START PASSAGE PROVIDED

2015 Rainbow Awards Submission: Good Water by Kayt Peck

Good Water by Kayt Peck
Lesbian Contemporary General Fiction
Paperback: 194 pages
Publisher: Sapphire Books Publishing (April 15, 2015)
Language: English
ISBN-10: 193906287X
ISBN-13: 978-1939062871
Amazon: Good Water
Amazon Kindle: Good Water

The dry plains drew Judy Proctor like a bear to her den...or a moth to the flame. Ranching was her life. The sweat as she branded or "doctored" cattle...the howl of a coyote in the quiet, night air ... half-frozen fingers as she cut the wire to loosen hay bales for hungry cattle scratching for survival in snow-covered land...all of the everyday existence on the ranch was her life. It was where she belonged. It was a lonely life. She had tried to leave the ranch to join the "normal" existence of a talented young woman in the city, but it had never been home. When her parents were killed in an automobile accident, she returned to the family ranch as much because she needed it as it needed her. She faced a lonely life to be shared with no better company than Somegood and Useless, her cow dog and the mottled mutt that were her companions. Kathleen Romero slipped into Judy's life unexpectedly. She came to the plains to write a story. Would she stay because of the real truth she found in the simple drama of husbanding land and animals? Unfortunately, even wide-open spaces can be plagued by prejudice and closed-minds. As the two women struggle to know each other, they must also carve a place for themselves among the country-folk who have been Judy's friends and neighbors her entire life.

END PASSAGE PROVIDED
START MATERIAL SHOWN

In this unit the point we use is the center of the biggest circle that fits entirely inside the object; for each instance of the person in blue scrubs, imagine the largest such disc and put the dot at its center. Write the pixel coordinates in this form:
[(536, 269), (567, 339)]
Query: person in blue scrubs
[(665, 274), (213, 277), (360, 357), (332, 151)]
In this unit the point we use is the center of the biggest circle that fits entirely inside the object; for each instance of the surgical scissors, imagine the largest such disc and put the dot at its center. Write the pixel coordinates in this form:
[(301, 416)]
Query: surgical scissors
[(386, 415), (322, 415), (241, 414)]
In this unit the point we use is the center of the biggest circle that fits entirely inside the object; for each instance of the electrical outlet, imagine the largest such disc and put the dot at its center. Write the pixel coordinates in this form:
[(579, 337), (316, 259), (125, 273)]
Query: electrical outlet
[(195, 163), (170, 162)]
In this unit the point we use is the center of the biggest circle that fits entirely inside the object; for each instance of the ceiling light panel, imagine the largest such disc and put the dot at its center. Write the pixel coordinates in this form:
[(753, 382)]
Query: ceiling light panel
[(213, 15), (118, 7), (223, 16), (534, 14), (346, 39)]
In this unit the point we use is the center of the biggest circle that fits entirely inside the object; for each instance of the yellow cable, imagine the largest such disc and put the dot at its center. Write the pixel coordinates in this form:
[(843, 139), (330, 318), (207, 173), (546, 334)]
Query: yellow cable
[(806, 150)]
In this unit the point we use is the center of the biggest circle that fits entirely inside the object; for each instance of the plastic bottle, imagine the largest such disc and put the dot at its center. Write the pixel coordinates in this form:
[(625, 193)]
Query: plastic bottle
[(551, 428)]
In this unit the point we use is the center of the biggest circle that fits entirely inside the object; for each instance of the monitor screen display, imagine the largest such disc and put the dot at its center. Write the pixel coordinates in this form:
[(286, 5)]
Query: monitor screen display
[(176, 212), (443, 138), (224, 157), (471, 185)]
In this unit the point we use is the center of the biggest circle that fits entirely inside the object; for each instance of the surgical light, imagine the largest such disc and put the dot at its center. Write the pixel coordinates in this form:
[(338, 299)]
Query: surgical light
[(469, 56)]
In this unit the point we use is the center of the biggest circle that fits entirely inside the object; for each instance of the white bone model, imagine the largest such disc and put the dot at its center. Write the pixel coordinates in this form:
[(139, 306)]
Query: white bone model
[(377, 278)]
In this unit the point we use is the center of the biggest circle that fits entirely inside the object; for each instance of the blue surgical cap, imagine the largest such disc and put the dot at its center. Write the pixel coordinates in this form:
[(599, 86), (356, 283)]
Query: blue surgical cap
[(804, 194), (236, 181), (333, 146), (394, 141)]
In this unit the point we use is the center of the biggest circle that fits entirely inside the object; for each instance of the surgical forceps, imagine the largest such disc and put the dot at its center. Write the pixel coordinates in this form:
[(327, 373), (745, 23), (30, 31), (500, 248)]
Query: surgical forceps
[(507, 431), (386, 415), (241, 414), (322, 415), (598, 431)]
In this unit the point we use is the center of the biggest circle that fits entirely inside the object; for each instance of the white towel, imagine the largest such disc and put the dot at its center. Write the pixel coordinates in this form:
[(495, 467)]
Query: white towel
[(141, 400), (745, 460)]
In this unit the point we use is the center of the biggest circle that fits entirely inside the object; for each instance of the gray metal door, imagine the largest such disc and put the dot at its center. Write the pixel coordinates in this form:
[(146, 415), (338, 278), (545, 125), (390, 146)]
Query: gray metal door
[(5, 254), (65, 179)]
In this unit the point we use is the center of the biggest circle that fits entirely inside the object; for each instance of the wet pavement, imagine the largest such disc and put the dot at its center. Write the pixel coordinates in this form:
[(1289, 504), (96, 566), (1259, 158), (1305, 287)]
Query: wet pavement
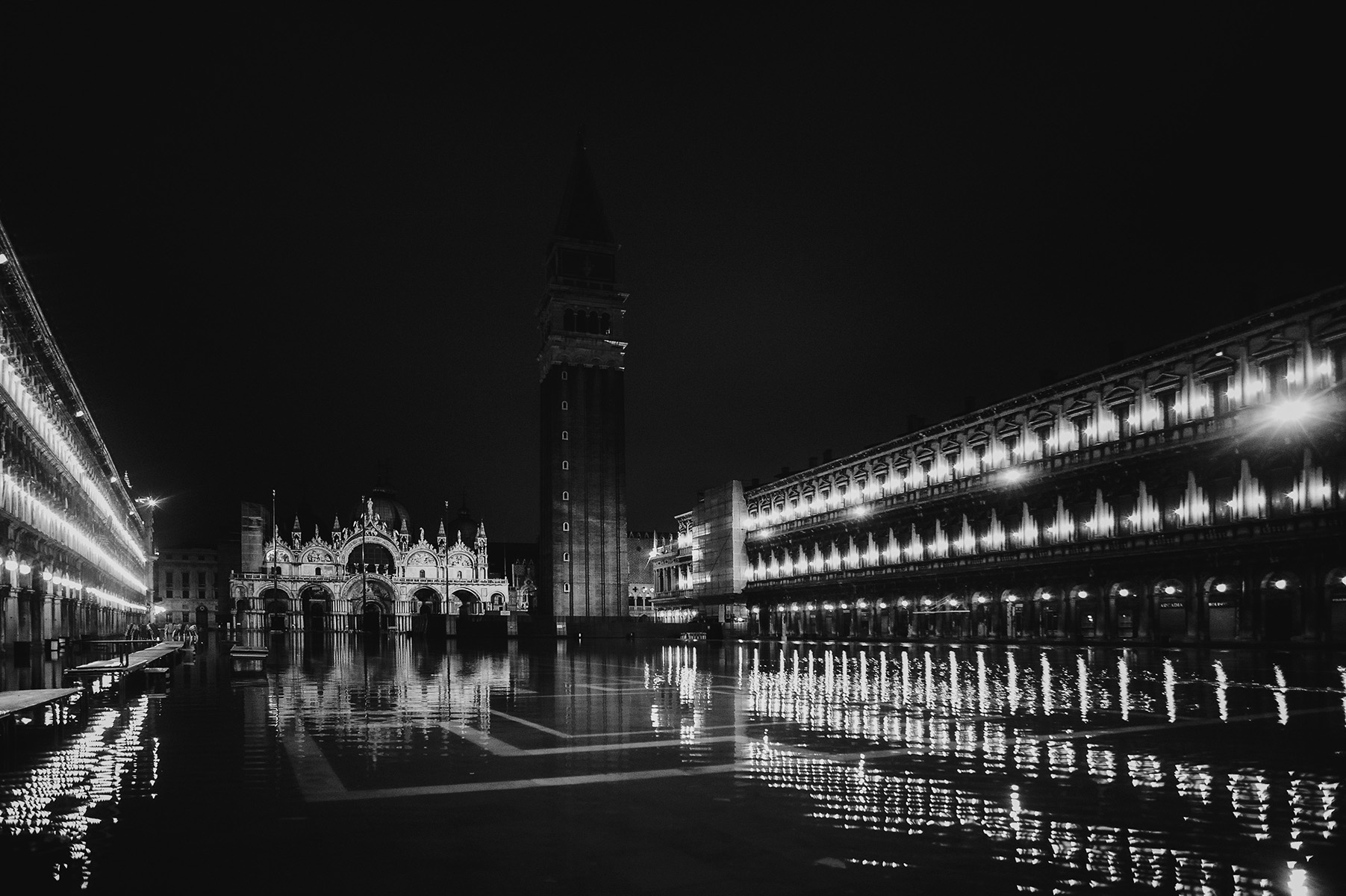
[(662, 767)]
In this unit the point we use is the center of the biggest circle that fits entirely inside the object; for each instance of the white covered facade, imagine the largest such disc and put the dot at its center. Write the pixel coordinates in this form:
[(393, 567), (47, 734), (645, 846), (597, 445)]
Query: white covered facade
[(369, 576)]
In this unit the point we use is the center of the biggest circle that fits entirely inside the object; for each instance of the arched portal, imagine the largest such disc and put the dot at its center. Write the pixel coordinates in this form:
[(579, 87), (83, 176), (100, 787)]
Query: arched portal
[(1282, 612), (372, 617), (469, 602), (276, 606), (429, 612), (370, 557), (315, 603)]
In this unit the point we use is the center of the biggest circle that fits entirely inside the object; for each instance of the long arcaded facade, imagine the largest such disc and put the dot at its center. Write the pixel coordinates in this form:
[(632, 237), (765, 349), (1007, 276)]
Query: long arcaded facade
[(75, 547), (1188, 494)]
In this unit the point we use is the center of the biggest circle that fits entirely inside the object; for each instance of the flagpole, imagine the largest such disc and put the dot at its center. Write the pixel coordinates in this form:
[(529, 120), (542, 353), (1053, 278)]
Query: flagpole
[(275, 557)]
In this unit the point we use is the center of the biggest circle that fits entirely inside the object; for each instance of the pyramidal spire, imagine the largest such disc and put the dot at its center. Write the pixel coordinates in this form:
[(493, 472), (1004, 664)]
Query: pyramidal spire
[(582, 211)]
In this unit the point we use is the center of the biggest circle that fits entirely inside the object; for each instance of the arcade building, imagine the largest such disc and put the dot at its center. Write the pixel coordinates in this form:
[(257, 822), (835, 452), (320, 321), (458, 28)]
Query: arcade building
[(1193, 494)]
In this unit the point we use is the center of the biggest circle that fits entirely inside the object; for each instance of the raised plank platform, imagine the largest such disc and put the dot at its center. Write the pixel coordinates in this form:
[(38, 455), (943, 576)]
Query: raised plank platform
[(127, 662), (18, 701)]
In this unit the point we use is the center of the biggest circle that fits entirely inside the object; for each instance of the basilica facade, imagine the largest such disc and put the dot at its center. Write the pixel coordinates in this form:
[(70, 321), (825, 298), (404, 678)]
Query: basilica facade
[(369, 576)]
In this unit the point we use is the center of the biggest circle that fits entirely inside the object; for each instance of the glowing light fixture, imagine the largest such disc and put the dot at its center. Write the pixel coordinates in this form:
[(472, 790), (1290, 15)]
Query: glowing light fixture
[(1290, 411)]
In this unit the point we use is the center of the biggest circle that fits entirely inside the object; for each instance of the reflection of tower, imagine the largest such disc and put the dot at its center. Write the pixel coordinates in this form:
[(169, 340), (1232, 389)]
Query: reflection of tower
[(583, 419)]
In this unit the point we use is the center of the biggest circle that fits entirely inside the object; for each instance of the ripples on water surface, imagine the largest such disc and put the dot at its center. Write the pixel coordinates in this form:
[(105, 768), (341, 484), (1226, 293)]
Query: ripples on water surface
[(1054, 768)]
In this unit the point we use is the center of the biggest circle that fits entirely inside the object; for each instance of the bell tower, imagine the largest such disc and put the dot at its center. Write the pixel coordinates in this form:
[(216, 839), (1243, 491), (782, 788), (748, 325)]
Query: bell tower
[(582, 362)]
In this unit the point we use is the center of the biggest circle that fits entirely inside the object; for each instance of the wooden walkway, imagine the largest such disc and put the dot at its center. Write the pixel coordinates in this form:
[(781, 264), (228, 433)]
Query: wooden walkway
[(18, 701), (127, 662)]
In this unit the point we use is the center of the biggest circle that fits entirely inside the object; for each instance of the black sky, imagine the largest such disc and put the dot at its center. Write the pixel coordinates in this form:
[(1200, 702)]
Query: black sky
[(286, 252)]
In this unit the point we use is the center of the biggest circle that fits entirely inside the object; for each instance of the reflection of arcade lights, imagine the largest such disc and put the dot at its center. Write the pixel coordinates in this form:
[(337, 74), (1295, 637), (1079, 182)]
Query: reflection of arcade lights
[(1290, 411)]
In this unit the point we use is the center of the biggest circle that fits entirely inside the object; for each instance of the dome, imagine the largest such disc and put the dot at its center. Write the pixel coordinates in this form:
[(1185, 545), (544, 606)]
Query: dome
[(390, 510)]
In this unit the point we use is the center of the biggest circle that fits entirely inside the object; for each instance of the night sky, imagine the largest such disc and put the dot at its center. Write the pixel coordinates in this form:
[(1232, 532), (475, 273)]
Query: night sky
[(293, 253)]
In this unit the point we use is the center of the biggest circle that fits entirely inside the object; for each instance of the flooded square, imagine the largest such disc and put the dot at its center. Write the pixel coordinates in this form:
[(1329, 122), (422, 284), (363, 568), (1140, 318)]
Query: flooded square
[(640, 766)]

END MATERIAL SHOWN

EXERCISE REQUIREMENTS ▸ According to the book description for Good Water, why did Judy Proctor return to the family ranch? Answer in one to three sentences.

ANSWER AREA ▸ Judy returned to the family ranch after her parents were killed in an automobile accident. She went back as much because she needed the ranch as because it needed her.